Problems and tasks:
1. Please reproduce the passage from the piece on Christian financial planners word for word, starting at "What’s a Christian" and ending at "dentist is Hindu.".
2. From the piece on Christian financial planners, list every kind of investment that some people want kept out of their portfolios.

Page extract:
*** Block opens ***

What’s a Christian Financial Planner? And does that even matter? Some folks would say that it shouldn’t matter any more than it matters if your lawyer is Jewish, your plumber is atheist, or your dentist is Hindu.
I’ve had a number of discussions with people about this topic, and have learned many interesting things about what people think. Some say a Christian Financial Planner directs you in a way that puts God & Christ first in the financial choices you make. Others say that he or she incorporate Christian principles and Biblical responsible investing into their client’s investing plans. What that usually means to those people is ensuring that investments do not include things like alcohol, gambling, weapons of mass destruction, adult entertainment, objectionable medical practices, and so forth. Others, though, might be interested in working with someone they would consider a “Christian” financial planner, they might wonder if, in fact, the planner actually shares their Christian values. For example, some Christians don’t have a problem with fossil fuels, while others see climate change and environmental degradation as a significant part of their Christian perspective and baptismal responsibility. Some “Christians” have a strong aversion to supporting any kind of medical practices that even hint of supporting a woman’s right to choose, while others feel equally as strong that they have a responsibility to provide access to planned parenthood for all women that is both safe and affordable. So if you’re looking for a Christian Financial Planner, you’re likely to find yourself asking if “Christian values” are universal, and whether or not the planner you’re seeking shares what you consider to be “Christian values.”

*** Block closes ***

Recorded information:
*** Block opens ***

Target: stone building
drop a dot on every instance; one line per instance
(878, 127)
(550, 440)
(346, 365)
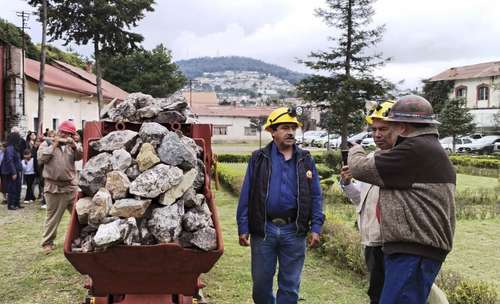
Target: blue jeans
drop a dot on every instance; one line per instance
(284, 246)
(408, 278)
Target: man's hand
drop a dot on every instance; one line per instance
(244, 241)
(313, 240)
(345, 175)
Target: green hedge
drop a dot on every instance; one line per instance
(478, 162)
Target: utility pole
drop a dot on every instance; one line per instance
(24, 19)
(41, 82)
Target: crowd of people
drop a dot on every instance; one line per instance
(45, 160)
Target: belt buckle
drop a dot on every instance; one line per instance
(279, 221)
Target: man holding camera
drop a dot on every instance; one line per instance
(280, 202)
(58, 156)
(416, 203)
(366, 196)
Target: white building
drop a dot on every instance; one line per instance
(479, 84)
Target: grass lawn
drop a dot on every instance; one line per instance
(474, 253)
(27, 276)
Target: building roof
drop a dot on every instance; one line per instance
(479, 70)
(63, 80)
(231, 111)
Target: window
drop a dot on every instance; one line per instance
(461, 91)
(220, 130)
(55, 123)
(483, 92)
(249, 131)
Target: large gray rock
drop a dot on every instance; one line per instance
(130, 207)
(115, 140)
(200, 178)
(121, 160)
(148, 111)
(166, 223)
(152, 132)
(140, 100)
(147, 157)
(156, 181)
(83, 207)
(177, 191)
(173, 152)
(93, 175)
(117, 183)
(102, 203)
(133, 238)
(205, 239)
(133, 172)
(193, 220)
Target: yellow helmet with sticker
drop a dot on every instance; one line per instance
(283, 115)
(380, 111)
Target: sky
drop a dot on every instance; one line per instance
(422, 38)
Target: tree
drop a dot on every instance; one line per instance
(151, 72)
(257, 123)
(347, 61)
(105, 23)
(455, 119)
(437, 92)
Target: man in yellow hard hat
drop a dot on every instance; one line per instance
(280, 203)
(417, 205)
(365, 197)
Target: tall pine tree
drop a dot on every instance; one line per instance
(106, 23)
(347, 61)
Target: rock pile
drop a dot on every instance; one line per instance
(144, 188)
(139, 107)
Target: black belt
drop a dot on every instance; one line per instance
(282, 219)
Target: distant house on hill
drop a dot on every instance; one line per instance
(230, 123)
(479, 84)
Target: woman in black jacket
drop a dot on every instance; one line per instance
(11, 170)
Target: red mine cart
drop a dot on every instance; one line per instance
(164, 273)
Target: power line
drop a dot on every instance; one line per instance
(24, 25)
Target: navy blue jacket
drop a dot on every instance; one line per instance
(253, 204)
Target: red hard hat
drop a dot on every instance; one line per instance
(68, 126)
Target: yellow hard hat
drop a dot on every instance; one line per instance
(282, 115)
(379, 111)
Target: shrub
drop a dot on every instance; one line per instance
(342, 245)
(481, 204)
(231, 176)
(464, 291)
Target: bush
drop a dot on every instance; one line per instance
(343, 245)
(481, 204)
(463, 291)
(231, 176)
(233, 158)
(478, 162)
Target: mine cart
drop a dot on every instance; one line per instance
(154, 274)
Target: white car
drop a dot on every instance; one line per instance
(309, 137)
(483, 145)
(447, 145)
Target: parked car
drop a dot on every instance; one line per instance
(483, 145)
(310, 136)
(368, 142)
(324, 141)
(447, 145)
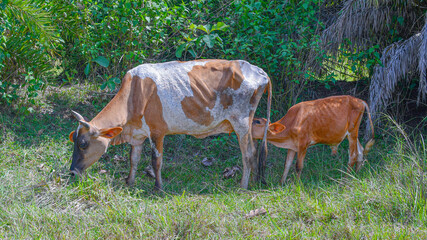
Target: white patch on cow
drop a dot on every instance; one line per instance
(139, 135)
(173, 85)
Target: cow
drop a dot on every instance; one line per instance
(198, 98)
(327, 121)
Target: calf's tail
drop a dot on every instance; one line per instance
(262, 153)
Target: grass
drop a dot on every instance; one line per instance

*** Block closes ***

Results of the exercise:
1.
What’s a Christian Financial Planner? And does that even matter? Some folks would say that it shouldn’t matter any more than it matters if your lawyer is Jewish, your plumber is atheist, or your dentist is Hindu.

2.
- Alcohol
- Gambling
- Weapons of mass destruction
- Adult entertainment
- Objectionable medical practices